Excerpt to read:

Context
PR #126 shipped V1 of perry dev as v0.5.143 — filesystem watcher + debounced full rebuild on change. Hot rebuild after a one-line edit in a mid-sized program is ~330 ms, cold ~15 s (auto-optimize lib cache), and the PR's "Recent Changes" note explicitly earmarks V2 for "in-memory AST cache + per-module .o reuse for incremental compilation."
This issue scopes V2 before implementation. It splits naturally into two deliverables:
- V2.1 — in-memory AST cache inside a single
perry dev session. No disk state, no cross-session reuse, no ABI concerns. Small, low-risk, and measurable on its own. I'll send this as a standalone PR against the existing feat/dev-incremental-cache branch — it doesn't need design discussion.
- V2.2 — on-disk per-module
.o cache surviving across perry dev runs (and, eventually, across perry compile invocations). This is where the interesting design decisions are, and what this issue is actually about.
Problem
A hot rebuild in perry dev today does the full compile pipeline on every save: parse → lower → transform → per-module LLVM codegen → link. On a ~20-module program the ~330 ms breaks down roughly 60% codegen, 25% link, 15% parse+lower+transform. Codegen is the fat part and it's almost entirely cacheable: per-module .o files already exist as independent artifacts (see crates/perry/src/commands/compile.rs:4764-4780, produced inside the rayon loop at line 4425, then handed to the linker as separate objects at line 5656 — they are not currently archived into a static lib). The only reason we recompute them on every rebuild is that we throw them away at the end of each run.

Written problem 1:
Answer these questions about the perry dev issue:
(a) As what version did PR #126 ship V1 of perry dev?
(b) Which branch will the standalone V2.1 PR target?
(c) On a ~20-module program, roughly what share of the ~330 ms hot rebuild goes to codegen?
Written problem 2:
Locate every line of the listing that contains the word "photograph", and copy each of those lines. Matching is case-sensitive.
The listing that follows is unrelated to the perry dev issue.

Entries supplied:
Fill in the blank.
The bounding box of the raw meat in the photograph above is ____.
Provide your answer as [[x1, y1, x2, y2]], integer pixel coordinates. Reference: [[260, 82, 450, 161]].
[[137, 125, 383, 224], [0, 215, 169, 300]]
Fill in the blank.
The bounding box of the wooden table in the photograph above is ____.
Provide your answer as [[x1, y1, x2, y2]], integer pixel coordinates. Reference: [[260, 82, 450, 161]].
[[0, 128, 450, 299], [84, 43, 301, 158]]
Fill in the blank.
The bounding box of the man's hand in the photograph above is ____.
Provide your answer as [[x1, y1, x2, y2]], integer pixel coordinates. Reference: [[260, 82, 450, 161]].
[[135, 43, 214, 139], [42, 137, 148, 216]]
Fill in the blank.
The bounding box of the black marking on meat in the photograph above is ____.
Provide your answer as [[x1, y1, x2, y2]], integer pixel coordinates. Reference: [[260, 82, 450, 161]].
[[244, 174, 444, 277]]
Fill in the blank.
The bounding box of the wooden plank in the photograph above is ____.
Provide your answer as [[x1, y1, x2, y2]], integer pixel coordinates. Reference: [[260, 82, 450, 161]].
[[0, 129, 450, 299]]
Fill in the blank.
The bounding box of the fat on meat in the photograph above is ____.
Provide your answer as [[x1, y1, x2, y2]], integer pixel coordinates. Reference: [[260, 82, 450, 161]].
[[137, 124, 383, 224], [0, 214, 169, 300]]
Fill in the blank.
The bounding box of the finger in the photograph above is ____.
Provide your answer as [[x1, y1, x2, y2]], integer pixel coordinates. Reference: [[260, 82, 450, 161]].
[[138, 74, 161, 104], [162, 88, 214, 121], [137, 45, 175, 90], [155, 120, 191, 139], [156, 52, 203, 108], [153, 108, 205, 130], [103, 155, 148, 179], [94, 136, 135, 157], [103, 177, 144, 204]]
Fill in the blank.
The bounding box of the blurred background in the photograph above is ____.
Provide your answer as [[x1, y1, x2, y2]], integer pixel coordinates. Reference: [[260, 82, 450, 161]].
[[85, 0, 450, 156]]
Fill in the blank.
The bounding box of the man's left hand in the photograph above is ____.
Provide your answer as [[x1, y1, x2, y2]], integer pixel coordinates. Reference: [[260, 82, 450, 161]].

Final answer 1:
(a) v0.5.143
(b) feat/dev-incremental-cache
(c) Roughly 60%

Final answer 2:
The bounding box of the raw meat in the photograph above is ____.
The bounding box of the wooden table in the photograph above is ____.
The bounding box of the man's hand in the photograph above is ____.
The bounding box of the black marking on meat in the photograph above is ____.
The bounding box of the wooden plank in the photograph above is ____.
The bounding box of the fat on meat in the photograph above is ____.
The bounding box of the finger in the photograph above is ____.
The bounding box of the blurred background in the photograph above is ____.
The bounding box of the man's left hand in the photograph above is ____.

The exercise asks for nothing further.